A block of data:

▶

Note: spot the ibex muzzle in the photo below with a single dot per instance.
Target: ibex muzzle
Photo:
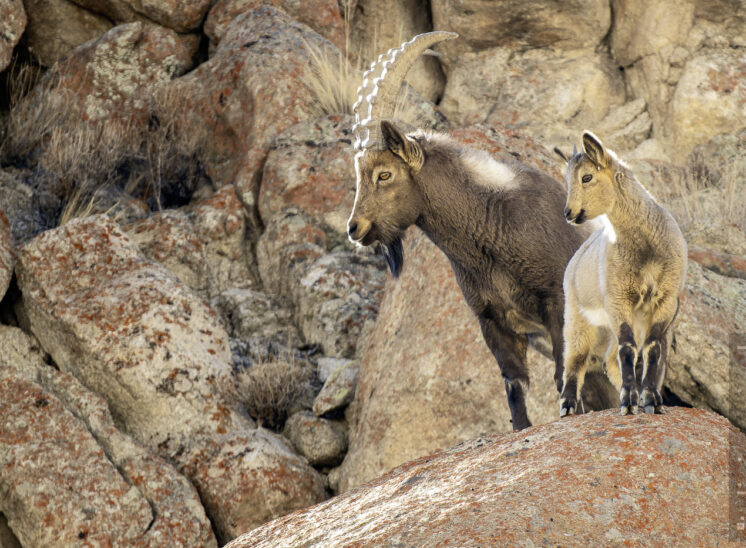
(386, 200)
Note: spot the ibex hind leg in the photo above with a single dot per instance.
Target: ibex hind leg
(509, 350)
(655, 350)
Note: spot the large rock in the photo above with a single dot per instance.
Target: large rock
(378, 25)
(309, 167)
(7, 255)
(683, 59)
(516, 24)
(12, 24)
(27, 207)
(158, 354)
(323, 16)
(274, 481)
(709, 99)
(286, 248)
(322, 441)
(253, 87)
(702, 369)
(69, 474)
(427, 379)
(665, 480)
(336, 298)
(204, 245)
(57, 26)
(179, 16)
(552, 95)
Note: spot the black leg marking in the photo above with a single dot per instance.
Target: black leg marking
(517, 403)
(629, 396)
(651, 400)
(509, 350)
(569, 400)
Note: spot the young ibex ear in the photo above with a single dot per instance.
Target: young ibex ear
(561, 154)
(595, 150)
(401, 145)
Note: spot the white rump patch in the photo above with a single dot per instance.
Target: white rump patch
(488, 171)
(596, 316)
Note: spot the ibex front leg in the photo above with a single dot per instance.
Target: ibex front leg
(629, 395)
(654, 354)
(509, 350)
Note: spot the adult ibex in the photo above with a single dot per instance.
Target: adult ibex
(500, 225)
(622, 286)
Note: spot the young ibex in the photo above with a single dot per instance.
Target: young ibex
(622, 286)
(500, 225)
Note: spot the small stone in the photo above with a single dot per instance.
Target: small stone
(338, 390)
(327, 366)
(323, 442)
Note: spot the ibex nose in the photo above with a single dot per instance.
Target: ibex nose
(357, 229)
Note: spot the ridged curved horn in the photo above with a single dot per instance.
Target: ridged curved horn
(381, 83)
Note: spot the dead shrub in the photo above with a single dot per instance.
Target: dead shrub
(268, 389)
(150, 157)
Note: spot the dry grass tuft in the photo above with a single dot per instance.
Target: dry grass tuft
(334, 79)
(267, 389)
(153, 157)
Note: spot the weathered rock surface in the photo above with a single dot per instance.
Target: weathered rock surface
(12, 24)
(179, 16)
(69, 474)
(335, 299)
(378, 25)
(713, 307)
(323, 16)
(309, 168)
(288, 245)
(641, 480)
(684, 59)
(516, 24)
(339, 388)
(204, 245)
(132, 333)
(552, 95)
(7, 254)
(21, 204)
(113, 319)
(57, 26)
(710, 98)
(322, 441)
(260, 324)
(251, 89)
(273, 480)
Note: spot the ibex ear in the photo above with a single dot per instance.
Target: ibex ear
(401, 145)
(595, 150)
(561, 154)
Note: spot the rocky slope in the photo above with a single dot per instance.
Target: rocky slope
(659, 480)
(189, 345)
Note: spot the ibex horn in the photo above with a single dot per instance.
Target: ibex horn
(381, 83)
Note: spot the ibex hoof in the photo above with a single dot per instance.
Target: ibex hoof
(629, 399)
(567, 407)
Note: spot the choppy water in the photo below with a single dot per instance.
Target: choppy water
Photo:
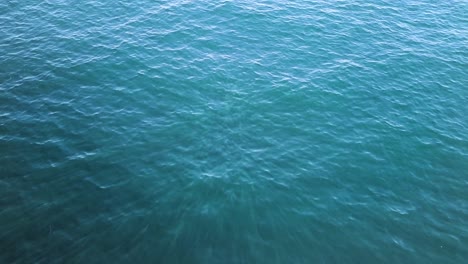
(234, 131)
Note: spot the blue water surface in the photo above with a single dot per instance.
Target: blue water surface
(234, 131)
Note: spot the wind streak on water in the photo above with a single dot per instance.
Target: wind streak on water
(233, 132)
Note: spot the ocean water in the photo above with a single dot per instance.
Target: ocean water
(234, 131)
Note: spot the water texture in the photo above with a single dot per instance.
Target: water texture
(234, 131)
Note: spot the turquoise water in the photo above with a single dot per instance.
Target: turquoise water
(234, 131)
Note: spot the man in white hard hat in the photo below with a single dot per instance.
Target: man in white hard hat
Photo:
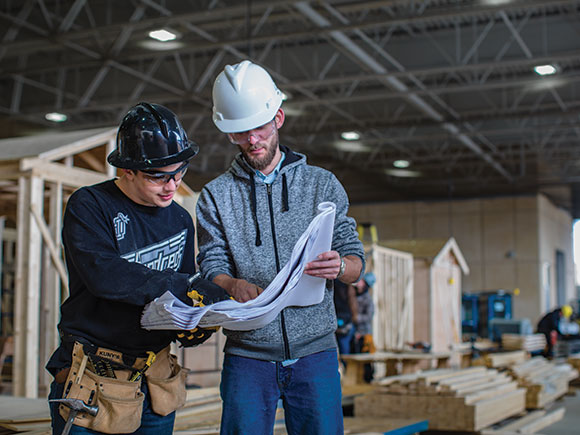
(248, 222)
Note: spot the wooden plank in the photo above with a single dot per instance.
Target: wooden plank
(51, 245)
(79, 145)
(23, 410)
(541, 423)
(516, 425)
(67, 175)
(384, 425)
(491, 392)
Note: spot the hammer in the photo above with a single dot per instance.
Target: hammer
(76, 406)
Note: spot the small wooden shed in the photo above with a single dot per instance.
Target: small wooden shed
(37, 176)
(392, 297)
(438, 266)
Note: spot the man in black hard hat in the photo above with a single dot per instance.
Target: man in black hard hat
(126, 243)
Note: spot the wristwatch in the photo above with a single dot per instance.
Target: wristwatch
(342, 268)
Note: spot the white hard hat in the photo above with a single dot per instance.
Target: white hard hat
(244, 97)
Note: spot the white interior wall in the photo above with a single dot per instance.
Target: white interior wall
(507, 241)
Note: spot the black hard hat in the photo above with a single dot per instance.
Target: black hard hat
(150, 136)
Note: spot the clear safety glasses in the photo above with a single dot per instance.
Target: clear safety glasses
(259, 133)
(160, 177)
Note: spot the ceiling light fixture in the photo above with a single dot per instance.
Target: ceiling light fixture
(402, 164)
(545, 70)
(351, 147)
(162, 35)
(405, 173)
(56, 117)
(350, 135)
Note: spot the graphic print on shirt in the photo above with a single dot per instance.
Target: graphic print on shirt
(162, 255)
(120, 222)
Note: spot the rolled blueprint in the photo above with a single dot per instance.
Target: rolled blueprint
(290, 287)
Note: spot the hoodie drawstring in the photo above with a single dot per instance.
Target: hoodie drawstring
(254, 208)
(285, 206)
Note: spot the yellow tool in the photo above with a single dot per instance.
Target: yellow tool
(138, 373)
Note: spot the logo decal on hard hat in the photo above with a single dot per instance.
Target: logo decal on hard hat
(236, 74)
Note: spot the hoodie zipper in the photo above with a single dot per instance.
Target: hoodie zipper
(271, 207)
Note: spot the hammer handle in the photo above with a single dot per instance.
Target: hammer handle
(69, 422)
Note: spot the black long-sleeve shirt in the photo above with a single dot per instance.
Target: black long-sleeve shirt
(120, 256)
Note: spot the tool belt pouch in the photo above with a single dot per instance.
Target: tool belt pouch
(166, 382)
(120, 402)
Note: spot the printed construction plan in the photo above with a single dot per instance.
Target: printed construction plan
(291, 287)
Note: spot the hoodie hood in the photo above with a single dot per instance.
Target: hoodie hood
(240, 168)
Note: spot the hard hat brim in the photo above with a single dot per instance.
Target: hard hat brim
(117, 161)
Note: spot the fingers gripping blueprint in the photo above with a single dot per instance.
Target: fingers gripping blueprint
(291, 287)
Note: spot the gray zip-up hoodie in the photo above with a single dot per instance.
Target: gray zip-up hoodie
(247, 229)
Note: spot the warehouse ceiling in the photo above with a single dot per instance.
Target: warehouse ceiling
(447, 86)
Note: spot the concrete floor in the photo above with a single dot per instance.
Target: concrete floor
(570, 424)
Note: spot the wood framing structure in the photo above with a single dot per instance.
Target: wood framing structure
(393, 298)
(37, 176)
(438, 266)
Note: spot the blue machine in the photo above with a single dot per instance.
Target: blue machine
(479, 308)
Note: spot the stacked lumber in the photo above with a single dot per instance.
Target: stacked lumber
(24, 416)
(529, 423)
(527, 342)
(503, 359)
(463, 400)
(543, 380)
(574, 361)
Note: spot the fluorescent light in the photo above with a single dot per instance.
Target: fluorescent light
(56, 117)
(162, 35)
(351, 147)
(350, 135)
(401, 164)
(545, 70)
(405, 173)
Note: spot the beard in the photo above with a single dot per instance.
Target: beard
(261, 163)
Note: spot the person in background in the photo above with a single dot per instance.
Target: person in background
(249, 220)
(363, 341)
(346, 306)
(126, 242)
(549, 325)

◀
▶

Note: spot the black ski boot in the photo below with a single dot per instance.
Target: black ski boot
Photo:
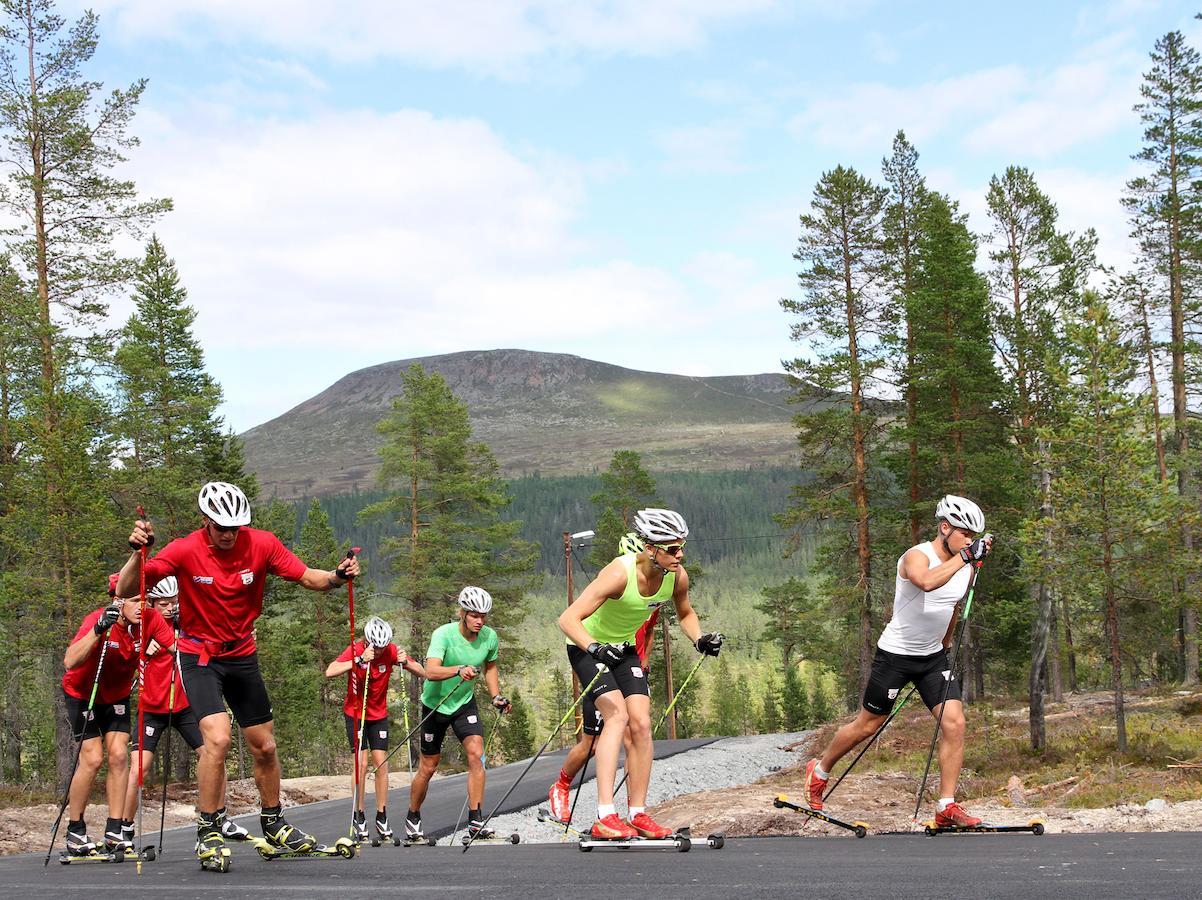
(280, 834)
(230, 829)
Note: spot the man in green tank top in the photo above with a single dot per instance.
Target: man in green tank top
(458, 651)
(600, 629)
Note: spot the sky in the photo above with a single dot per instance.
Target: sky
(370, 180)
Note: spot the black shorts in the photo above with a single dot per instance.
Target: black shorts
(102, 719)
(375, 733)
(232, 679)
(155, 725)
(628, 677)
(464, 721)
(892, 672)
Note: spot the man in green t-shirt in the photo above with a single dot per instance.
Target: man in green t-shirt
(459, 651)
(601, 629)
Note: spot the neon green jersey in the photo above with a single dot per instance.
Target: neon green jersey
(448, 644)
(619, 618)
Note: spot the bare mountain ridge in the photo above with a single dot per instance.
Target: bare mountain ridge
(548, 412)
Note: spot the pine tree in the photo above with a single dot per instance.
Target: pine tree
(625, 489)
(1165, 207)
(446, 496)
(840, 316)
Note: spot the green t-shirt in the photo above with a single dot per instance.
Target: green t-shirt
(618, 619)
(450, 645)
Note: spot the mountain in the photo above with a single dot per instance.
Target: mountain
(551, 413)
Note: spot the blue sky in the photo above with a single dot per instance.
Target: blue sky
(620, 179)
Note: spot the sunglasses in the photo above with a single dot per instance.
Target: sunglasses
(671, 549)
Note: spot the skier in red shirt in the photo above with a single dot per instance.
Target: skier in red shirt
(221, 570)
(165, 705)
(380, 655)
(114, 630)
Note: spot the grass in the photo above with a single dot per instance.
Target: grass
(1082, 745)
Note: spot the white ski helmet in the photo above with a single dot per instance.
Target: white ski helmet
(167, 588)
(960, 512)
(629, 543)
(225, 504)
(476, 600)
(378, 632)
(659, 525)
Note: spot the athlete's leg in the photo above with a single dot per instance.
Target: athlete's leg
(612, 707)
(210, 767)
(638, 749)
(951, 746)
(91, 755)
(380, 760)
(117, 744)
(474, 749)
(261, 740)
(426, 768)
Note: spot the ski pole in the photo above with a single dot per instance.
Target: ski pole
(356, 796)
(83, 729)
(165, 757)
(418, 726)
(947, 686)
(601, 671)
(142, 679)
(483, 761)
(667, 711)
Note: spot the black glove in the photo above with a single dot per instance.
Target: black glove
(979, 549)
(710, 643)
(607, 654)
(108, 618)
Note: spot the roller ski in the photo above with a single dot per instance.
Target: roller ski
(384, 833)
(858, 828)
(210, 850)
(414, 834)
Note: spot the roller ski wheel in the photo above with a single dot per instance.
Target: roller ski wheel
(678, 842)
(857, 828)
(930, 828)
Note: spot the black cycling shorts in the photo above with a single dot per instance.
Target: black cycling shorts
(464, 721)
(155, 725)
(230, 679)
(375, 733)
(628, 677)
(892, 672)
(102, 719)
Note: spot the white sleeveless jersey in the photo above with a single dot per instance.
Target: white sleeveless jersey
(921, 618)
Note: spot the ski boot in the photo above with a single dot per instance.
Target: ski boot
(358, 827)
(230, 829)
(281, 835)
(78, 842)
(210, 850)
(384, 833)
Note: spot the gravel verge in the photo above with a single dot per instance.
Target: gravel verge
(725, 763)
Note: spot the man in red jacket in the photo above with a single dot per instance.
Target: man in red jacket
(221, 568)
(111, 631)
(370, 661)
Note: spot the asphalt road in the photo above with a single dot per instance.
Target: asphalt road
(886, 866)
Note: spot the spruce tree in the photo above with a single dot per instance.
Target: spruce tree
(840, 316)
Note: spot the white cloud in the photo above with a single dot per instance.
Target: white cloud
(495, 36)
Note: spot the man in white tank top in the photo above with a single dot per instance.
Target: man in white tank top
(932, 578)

◀

## WHAT IS EXPECTED
Extract every line of the material that contains the string "hard", matching case exactly.

## ANSWER FOR THIS EXERCISE
Note: spot the man in white hard hat in the photo below with a single dot per instance.
Target: man in white hard hat
Note: spot the man in black hard hat in the photo above with a single dot per instance.
Target: man in black hard hat
Note: spot the white hard hat in the photo above with a single dot per instance.
Target: white hard hat
Note: spot the black hard hat in the photo above with a single dot per instance.
Target: black hard hat
Note: spot the logo decal on hard hat in the photo above with a single dot per instance.
Target: logo decal on hard hat
Note: spot the hard hat brim in the photo above with a single dot per instance.
Target: hard hat brim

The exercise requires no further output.